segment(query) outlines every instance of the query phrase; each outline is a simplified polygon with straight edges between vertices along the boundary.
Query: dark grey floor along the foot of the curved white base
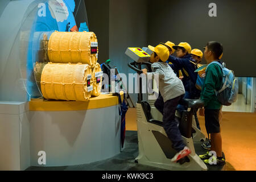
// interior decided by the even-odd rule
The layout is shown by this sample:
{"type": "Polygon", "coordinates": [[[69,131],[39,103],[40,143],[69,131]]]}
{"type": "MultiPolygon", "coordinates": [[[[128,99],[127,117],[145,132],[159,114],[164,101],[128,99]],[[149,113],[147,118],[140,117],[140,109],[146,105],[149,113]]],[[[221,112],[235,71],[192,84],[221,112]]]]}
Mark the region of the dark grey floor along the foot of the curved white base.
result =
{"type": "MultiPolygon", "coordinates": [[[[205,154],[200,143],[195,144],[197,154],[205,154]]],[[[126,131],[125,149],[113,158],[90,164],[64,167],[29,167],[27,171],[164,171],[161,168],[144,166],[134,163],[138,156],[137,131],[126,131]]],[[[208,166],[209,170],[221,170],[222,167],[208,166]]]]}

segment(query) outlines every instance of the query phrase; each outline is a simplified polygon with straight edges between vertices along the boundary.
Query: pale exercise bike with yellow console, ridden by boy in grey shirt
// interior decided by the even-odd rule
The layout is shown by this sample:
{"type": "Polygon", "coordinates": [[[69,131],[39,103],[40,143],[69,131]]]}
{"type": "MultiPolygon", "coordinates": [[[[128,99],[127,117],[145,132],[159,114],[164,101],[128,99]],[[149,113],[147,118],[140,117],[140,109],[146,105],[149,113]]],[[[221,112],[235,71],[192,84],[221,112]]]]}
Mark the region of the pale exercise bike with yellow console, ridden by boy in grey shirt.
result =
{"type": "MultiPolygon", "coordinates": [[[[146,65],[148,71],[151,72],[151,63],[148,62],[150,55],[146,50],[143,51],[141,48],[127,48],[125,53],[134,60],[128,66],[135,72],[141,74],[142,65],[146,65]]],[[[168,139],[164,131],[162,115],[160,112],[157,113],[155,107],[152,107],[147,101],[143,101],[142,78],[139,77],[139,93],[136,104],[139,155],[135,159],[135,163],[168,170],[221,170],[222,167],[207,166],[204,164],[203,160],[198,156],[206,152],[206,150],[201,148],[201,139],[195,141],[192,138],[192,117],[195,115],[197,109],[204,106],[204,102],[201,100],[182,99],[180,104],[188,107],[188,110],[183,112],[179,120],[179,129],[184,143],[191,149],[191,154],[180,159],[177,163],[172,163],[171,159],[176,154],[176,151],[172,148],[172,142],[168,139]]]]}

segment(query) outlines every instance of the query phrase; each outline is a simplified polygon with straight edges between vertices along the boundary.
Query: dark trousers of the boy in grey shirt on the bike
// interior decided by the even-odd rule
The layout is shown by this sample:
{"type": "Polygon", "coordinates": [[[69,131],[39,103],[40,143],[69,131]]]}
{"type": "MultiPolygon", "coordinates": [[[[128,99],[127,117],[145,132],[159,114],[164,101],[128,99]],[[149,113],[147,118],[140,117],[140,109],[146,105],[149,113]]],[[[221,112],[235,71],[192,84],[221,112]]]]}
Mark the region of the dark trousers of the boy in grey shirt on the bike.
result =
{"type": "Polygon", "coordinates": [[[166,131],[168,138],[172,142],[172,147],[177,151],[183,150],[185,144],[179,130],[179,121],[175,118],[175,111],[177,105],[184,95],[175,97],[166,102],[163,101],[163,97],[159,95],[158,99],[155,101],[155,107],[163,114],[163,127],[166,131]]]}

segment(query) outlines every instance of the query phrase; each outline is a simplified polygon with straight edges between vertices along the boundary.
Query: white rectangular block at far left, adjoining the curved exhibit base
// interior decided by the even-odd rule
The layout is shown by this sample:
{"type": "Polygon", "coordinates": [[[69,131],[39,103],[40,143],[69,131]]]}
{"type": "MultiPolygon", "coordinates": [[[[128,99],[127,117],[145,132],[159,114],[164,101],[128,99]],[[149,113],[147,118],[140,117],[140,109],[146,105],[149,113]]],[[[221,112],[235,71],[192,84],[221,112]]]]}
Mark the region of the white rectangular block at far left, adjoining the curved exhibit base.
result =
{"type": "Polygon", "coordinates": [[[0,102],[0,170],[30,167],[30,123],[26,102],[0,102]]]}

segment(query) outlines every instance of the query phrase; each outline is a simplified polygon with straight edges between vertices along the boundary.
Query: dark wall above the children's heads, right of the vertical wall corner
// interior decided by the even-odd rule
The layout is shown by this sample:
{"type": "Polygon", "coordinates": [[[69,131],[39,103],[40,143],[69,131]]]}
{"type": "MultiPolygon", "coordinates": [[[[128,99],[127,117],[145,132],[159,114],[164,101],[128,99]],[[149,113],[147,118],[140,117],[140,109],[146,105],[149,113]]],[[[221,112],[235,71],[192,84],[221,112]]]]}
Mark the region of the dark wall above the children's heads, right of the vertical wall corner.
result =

* * * * * * *

Go through the entries above and report every line in which the word "region" appears.

| TASK OUTPUT |
Mark the region of the dark grey floor along the foot of the curved white base.
Mark the region of the pale exercise bike with yellow console, ridden by boy in grey shirt.
Mark the region of the dark trousers of the boy in grey shirt on the bike.
Mark the region of the white rectangular block at far left, adjoining the curved exhibit base.
Mark the region of the dark wall above the children's heads, right of the vertical wall corner.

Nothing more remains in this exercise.